»»
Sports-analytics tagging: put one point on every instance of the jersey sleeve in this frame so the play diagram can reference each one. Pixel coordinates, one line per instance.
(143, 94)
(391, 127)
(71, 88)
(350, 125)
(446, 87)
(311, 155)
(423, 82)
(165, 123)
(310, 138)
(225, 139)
««
Change "jersey sleeve" to "player's sleeve" throughout the entries above and write out all the lines again, keeping everything else the same.

Sports-analytics tagging: put one point on every instance of the player's sleeve in this frame so the play diagram can reference each one. Pixel coordinates, one line per instance.
(143, 94)
(391, 127)
(71, 88)
(350, 125)
(446, 87)
(311, 155)
(423, 82)
(165, 123)
(310, 138)
(225, 139)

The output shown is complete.